▶ _INPUT DATA_:
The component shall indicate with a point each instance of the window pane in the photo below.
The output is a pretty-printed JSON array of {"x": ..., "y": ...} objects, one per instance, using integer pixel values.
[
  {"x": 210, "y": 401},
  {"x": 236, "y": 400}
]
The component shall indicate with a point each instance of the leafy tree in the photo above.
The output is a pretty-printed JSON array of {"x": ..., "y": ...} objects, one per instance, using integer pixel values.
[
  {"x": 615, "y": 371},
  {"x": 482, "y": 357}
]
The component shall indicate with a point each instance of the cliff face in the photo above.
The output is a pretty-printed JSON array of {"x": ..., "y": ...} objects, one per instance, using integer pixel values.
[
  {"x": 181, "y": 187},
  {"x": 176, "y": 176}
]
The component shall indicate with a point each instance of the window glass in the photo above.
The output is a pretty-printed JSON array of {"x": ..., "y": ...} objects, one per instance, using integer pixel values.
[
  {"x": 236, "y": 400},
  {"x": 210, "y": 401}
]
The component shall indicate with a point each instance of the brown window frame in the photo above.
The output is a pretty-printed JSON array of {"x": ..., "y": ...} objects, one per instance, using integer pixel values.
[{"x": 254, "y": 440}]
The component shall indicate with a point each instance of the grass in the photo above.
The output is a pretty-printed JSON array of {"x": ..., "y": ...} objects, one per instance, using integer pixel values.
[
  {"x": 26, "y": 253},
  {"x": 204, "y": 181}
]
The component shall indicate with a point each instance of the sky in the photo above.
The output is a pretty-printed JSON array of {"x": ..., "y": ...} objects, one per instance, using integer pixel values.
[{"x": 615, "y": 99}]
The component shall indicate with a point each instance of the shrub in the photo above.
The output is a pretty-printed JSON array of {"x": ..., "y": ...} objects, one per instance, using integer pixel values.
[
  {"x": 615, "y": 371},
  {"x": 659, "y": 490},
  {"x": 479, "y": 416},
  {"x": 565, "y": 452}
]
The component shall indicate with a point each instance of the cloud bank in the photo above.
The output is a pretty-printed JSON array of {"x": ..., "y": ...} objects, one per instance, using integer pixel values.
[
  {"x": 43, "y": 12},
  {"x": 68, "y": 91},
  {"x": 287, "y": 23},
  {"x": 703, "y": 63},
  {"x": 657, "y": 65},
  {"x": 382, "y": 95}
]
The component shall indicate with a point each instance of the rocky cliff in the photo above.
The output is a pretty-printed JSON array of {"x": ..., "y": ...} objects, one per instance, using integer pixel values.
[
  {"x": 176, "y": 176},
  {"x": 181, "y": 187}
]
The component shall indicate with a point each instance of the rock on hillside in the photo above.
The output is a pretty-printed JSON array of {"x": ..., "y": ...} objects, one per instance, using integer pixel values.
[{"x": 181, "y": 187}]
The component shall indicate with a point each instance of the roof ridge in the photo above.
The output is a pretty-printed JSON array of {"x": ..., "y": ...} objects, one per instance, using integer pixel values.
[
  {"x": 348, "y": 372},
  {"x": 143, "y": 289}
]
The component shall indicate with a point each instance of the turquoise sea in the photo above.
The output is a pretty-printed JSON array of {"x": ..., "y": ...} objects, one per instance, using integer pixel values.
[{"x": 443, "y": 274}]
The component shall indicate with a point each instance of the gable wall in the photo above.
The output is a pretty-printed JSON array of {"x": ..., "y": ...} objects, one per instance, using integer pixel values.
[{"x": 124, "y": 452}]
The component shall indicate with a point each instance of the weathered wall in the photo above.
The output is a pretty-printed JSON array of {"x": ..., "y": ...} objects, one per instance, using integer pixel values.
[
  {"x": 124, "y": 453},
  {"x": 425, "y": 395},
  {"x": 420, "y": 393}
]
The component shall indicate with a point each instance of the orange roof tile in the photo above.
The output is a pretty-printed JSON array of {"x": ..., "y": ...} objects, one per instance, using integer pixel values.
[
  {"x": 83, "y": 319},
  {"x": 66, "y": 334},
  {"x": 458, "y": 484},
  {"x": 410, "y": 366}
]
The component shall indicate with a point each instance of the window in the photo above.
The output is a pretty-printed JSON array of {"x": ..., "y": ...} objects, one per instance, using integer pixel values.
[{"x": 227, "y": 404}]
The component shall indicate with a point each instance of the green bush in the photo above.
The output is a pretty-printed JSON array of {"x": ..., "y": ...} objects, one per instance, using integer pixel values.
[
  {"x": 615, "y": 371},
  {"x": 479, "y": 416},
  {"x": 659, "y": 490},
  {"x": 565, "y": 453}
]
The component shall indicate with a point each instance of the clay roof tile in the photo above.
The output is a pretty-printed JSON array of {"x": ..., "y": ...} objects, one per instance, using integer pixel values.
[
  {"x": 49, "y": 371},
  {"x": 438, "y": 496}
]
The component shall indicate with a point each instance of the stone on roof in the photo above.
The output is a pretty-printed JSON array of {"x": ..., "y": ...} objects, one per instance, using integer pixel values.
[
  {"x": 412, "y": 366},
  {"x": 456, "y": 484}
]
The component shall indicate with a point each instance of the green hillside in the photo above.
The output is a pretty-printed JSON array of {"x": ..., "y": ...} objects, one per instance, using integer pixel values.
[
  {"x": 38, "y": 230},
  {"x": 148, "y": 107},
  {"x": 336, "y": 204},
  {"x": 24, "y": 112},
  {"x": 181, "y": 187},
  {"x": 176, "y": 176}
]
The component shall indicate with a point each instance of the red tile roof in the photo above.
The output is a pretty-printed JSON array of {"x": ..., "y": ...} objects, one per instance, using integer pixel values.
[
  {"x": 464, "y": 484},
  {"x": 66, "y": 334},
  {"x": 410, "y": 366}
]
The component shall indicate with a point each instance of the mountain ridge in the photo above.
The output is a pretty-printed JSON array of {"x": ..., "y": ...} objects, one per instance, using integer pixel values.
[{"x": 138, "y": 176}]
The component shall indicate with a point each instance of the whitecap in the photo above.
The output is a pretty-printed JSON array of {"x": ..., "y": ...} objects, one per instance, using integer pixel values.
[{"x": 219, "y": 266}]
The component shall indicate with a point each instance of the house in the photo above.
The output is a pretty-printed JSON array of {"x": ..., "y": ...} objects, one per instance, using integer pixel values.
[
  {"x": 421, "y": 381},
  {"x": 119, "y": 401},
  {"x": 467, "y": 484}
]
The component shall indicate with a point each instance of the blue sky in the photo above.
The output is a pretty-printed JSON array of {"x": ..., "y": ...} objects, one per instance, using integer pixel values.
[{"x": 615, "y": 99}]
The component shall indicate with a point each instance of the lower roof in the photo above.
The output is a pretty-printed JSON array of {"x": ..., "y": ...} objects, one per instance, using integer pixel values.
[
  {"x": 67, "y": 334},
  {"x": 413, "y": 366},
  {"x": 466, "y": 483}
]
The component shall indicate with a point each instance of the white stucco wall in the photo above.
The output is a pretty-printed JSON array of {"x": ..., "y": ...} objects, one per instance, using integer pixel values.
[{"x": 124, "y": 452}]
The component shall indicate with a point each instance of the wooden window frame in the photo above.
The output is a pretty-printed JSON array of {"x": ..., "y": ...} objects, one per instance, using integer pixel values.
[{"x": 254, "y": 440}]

▶ _YOUR TASK_: Give back the records word for word. Start at the first line, end at the line containing "grass in the photo above.", and include both.

▶ _RESULT OF THIS EXERCISE_:
The component shall indicate with a point each instance of the window pane in the photo below.
The output is a pretty-printed JSON array of {"x": ..., "y": ...} objects, one per instance, using integer pixel values.
[
  {"x": 210, "y": 401},
  {"x": 236, "y": 400}
]
The component shall indicate with a point each instance of the leafy tree in the photo above.
The output is a pretty-printed JSON array of {"x": ..., "y": ...} objects, one per instance, using integer pixel values.
[
  {"x": 615, "y": 371},
  {"x": 482, "y": 357}
]
The component shall indicate with a point each instance of the cliff face in the photo above.
The output is a pretty-printed JSON array of {"x": ..., "y": ...} objects, one per instance, using integer pixel values.
[
  {"x": 181, "y": 187},
  {"x": 176, "y": 176}
]
The component shall indicate with a point each instance of the window glass in the photo above.
The output is a pretty-printed JSON array of {"x": ..., "y": ...} objects, one per instance, using integer pixel values.
[
  {"x": 236, "y": 400},
  {"x": 210, "y": 401}
]
The component shall indicate with a point each instance of the brown window frame in the photo above.
The output is a pretty-printed JSON array of {"x": ..., "y": ...} objects, one per instance, using integer pixel values.
[{"x": 254, "y": 440}]
The component shall indicate with a point each instance of the grass in the photo above.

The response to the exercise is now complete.